Print every record exactly.

### Dataset entries
»»
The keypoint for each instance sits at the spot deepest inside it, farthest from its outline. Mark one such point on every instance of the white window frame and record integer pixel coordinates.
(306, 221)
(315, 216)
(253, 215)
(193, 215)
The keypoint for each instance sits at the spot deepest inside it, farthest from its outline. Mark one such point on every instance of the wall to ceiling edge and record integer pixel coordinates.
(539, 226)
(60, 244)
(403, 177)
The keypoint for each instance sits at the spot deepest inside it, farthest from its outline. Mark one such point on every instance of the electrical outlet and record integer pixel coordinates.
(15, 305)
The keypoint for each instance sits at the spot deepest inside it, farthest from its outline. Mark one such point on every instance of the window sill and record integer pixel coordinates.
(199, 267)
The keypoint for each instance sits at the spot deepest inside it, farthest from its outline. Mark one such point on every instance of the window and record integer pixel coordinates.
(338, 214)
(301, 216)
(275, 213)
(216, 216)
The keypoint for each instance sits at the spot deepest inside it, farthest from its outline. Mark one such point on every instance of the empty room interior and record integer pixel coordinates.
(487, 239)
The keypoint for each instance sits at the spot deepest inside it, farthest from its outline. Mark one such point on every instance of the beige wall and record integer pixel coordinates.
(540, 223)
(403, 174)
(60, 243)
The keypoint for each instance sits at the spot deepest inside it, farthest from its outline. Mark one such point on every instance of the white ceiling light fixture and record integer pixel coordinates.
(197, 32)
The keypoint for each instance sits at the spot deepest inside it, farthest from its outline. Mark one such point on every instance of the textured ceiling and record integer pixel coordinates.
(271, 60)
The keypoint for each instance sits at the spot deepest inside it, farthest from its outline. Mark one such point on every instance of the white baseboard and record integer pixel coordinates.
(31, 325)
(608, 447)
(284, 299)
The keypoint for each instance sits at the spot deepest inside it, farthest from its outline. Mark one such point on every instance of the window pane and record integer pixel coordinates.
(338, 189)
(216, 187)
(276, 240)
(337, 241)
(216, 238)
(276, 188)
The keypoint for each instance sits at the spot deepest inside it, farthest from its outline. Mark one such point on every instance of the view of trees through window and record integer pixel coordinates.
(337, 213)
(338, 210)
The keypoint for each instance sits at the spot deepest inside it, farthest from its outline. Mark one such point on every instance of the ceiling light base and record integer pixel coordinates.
««
### SOLUTION TO THIS EXERCISE
The keypoint for each instance sits at the spot deepest inside it, farthest from its outline. Mark one such point on every instance of the white window frame and record integer pixel coordinates.
(306, 221)
(315, 216)
(253, 215)
(193, 215)
The keypoint for each instance sits at the spot deepest inside it, farthest from its outline. Mark one such point on every instance of the wall to ceiling edge and record integer pixel coordinates.
(539, 226)
(60, 244)
(403, 177)
The keypoint for each instance sits at the spot deepest inside it, farthest from its outline. Mark one such point on every instance of the electrical outlet and record integer pixel coordinates.
(15, 305)
The keypoint for each instance sits at the spot deepest inside it, farthest from its outline. Mark one such point on every instance of the window sill and record integer pixel coordinates.
(199, 267)
The keypoint for each instance sits at the spot deepest inside it, farthest from its outline. Mark one such point on every instance of the window and record integer pixel coordinates.
(338, 214)
(301, 216)
(275, 213)
(216, 216)
The keypoint for each instance sits at the spot deepest inside it, farthest from its outline. Mark one such point on every instance of the empty room interior and record integer pixel coordinates.
(487, 239)
The keypoint for each instance sits at the spot deepest inside it, farthest from its outline. Mark one such point on every instance of the beige wall and record integer pixel coordinates.
(540, 223)
(403, 174)
(60, 243)
The keypoint for each instance sits at the spot deepest inside it, farthest from its outline. Mark one such point on every instance of the white ceiling light fixture and record integer pixel coordinates.
(197, 32)
The keypoint for each instance sits at the spot deepest inside it, farthest from its outline. Mark one such point on every instance of the textured ceiling and record integer pixel coordinates.
(271, 60)
The keypoint for each instance sits at the spot deepest inside it, farthest from its outline. Mark one such point on every instance of the white baseboard and record integer pixel coordinates.
(31, 325)
(608, 447)
(284, 299)
The keypoint for each instance sits at the spot deepest inside it, farthest from its outline. Mark one such point on every instance of the window pane and record integer pixel coordinates.
(338, 189)
(216, 187)
(276, 240)
(337, 241)
(216, 238)
(276, 188)
The keypoint for each instance sits at the spot deepest inside it, farthest from its outline. Mark one such point on every instance of the view of trees through window and record integer pixel coordinates.
(337, 213)
(338, 210)
The keypoint for each instance sits at the spot deepest inside it, farthest from its outline. Mark one such point on every instance of the ceiling light base and record integer pixel coordinates.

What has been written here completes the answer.